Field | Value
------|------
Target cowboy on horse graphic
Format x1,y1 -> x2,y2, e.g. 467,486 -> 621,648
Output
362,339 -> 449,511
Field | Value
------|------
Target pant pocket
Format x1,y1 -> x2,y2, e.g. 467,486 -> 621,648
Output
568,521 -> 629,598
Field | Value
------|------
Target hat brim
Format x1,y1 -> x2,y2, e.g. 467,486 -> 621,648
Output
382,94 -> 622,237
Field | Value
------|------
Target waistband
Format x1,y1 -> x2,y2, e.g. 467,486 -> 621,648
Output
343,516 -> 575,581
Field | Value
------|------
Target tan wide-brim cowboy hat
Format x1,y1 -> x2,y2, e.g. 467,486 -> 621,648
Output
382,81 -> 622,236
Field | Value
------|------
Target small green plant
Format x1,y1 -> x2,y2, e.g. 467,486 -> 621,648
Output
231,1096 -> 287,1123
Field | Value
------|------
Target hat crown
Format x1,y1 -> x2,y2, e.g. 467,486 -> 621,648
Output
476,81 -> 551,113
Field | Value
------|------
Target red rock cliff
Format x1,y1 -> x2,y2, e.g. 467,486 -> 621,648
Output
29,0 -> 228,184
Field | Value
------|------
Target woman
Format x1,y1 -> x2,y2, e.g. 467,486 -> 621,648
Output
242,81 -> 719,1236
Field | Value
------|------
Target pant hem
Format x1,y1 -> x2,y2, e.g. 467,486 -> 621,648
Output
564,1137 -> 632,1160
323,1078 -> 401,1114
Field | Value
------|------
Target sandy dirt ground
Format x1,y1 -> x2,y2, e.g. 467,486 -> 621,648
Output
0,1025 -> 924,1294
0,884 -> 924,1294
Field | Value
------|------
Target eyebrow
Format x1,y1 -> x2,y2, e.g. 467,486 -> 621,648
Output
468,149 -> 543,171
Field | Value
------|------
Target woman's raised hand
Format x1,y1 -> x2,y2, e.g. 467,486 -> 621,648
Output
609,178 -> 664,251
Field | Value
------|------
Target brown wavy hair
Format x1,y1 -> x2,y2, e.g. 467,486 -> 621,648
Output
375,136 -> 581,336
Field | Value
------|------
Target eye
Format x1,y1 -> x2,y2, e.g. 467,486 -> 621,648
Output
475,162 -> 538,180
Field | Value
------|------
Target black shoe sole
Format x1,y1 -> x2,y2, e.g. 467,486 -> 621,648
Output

++++++++++++++++++++

*Directive*
Copy the rows from the very first line up to and including the line with "382,81 -> 622,236", putting "Object" in place of "Target" each time it appears and changing nothing else.

*Task response*
Field | Value
------|------
Object cowboy on horse graphic
Format x1,y1 -> x2,y2, e.g. 467,486 -> 621,648
Output
362,339 -> 449,511
Field | Value
------|------
Object pant pocket
Format x1,y1 -> x2,y2, e.g. 467,486 -> 621,648
Output
568,521 -> 629,598
Field | Value
------|------
Object hat brim
Format x1,y1 -> x2,y2, e.g. 467,486 -> 621,648
Output
382,94 -> 622,237
Field | Value
------|------
Object waistband
Format x1,y1 -> x2,y2, e.g. 467,486 -> 621,648
Output
343,516 -> 575,581
Field | Value
------|------
Object tan wide-brim cowboy hat
Format x1,y1 -> x2,y2, e.g. 467,486 -> 621,648
Output
382,81 -> 622,236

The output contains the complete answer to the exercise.